(Stored items)
== Segment start ==

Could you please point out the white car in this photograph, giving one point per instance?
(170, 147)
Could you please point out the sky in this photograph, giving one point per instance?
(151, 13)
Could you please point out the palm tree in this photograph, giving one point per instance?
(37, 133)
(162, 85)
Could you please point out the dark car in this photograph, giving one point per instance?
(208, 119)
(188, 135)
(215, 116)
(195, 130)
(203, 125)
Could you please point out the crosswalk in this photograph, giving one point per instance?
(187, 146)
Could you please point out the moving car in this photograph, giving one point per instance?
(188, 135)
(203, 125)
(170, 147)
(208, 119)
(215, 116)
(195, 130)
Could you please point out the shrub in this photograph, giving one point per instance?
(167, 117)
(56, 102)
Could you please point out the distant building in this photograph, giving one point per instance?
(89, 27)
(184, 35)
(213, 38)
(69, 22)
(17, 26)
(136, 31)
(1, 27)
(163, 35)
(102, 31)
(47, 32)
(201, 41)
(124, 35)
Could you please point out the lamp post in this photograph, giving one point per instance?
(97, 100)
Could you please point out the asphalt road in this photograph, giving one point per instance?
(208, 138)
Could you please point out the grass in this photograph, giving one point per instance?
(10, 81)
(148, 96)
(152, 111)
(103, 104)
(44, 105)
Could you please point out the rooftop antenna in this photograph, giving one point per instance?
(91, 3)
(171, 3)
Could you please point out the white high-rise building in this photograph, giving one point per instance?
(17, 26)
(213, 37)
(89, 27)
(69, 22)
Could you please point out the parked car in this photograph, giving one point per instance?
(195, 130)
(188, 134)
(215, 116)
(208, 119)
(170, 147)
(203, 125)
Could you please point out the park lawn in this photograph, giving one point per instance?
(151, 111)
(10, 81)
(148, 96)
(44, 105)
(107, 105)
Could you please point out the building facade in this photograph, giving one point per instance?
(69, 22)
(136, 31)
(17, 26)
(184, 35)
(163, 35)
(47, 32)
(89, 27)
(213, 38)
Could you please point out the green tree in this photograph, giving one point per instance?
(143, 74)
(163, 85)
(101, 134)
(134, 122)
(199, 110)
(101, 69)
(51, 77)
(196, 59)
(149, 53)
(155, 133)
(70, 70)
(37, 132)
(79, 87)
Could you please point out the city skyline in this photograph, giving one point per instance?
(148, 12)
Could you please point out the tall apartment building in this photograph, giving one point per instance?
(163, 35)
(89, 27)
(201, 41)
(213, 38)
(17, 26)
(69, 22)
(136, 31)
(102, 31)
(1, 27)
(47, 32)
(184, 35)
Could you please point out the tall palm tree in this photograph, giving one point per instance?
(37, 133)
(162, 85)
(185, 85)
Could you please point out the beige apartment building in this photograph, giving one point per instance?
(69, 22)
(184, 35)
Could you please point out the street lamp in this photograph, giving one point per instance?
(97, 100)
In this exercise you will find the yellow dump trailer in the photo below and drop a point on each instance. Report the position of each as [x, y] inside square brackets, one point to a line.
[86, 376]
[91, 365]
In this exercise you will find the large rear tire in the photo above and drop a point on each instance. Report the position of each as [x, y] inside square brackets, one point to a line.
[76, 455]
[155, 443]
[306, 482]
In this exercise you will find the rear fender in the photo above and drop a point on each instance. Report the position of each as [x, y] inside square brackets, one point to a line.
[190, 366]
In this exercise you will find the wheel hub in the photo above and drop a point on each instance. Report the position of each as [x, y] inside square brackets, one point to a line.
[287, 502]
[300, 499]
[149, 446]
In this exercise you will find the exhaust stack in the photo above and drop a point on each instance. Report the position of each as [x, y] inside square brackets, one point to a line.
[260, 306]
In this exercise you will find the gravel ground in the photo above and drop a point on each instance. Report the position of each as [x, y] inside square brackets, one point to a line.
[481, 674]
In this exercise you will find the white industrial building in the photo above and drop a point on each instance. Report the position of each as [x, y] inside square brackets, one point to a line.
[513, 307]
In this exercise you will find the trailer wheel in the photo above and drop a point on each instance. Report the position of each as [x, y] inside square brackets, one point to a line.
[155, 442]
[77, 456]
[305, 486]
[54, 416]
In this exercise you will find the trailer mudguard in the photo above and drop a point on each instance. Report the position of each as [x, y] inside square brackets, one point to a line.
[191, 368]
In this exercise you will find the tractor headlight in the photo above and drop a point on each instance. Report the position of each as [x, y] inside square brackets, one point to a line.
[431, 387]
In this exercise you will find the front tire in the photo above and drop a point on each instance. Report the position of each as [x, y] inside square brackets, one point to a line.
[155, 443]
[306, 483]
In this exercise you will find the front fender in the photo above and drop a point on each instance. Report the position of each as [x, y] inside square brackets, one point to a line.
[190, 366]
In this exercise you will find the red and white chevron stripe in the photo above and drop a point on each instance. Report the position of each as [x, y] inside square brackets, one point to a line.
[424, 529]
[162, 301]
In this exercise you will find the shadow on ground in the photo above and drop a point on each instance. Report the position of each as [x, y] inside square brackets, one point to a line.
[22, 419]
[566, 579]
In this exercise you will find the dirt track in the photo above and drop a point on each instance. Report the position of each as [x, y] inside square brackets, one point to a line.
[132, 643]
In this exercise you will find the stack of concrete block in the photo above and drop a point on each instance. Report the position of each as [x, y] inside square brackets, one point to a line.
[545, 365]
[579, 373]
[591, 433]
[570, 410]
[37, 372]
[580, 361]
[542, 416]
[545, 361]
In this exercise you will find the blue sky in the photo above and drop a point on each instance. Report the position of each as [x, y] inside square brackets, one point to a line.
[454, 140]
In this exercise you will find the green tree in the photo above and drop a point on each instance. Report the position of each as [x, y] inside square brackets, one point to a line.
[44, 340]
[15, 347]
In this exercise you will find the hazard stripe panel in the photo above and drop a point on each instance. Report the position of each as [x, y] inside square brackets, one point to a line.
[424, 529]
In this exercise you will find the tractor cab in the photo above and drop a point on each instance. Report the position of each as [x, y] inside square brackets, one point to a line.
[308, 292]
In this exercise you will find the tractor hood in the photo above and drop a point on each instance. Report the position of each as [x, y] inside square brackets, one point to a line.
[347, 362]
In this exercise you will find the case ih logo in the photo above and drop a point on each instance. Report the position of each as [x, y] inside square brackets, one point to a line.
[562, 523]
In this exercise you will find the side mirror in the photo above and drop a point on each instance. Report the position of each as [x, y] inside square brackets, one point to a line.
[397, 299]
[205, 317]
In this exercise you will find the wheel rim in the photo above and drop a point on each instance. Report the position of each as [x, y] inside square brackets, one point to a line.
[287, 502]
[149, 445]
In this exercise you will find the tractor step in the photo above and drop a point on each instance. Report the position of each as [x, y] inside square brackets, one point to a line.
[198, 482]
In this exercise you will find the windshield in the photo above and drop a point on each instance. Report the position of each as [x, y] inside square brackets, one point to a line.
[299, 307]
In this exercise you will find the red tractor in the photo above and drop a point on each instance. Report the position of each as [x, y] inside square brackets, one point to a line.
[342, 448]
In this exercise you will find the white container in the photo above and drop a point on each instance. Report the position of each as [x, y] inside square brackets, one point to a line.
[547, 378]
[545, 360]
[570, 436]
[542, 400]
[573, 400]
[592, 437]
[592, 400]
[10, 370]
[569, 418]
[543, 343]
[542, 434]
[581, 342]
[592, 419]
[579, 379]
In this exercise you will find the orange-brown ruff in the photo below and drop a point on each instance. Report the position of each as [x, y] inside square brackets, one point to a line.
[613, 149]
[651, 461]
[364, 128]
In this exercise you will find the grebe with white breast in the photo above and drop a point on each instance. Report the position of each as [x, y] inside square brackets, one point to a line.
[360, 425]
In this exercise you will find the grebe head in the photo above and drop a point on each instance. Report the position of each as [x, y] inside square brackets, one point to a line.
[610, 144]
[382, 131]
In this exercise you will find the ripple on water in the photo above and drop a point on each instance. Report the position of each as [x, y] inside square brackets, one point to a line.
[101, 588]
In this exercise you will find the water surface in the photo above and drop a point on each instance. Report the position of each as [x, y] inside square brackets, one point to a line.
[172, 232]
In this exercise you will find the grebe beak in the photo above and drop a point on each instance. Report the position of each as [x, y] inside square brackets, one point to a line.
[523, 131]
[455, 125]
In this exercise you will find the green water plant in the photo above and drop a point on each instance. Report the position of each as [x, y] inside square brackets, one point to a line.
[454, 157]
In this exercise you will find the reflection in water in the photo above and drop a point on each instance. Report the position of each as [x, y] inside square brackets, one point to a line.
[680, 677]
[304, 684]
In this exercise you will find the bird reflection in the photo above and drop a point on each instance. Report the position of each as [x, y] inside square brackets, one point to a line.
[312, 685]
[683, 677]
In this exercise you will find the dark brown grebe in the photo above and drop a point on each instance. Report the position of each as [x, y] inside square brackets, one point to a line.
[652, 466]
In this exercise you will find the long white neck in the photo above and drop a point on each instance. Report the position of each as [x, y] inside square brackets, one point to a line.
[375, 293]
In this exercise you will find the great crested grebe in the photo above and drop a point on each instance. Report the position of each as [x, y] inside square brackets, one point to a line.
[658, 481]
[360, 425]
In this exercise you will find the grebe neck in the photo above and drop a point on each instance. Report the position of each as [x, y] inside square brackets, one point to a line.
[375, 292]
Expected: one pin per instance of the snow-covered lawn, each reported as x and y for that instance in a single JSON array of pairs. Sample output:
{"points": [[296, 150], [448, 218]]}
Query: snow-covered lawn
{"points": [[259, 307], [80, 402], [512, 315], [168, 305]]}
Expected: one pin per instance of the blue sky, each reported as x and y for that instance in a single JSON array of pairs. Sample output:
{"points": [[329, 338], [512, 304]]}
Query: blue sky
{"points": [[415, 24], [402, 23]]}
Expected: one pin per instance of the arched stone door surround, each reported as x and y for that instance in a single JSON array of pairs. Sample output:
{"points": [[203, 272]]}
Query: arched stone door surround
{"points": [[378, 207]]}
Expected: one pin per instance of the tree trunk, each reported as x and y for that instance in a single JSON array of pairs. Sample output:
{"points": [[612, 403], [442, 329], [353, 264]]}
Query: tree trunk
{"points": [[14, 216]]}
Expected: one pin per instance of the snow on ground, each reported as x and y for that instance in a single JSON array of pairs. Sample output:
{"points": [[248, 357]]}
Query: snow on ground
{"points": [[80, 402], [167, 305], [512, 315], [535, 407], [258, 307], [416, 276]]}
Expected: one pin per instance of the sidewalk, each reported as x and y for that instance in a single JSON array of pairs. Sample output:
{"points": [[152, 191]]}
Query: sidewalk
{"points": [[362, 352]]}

== Segment end ==

• _Activity_:
Read through the lines above and collect those that contain the string "JSON".

• _Exercise result_:
Expected: one pin per instance of the snow-covered lawn, each reported as x and y for that instance in a single JSON array of pairs. Sample output:
Expected: one pin per instance of the blue sky, each reported as x and y for that instance in a single JSON array of pairs. Sample output:
Expected: one pin per instance of the arched stone door surround, each reported as x and y for that instance in a single JSON array of pairs. Sample output:
Expected: one pin per instance of the tree trunk, each reported as x and y for that instance in a single JSON array of pairs. Sample output:
Expected: one pin per instance of the snow on ground, each reported as x and y for that instance in a single JSON array of pairs. Sample output:
Expected: one pin per instance of the sidewalk, each reported as x and y for that instance in a single JSON array of pairs. Sample output:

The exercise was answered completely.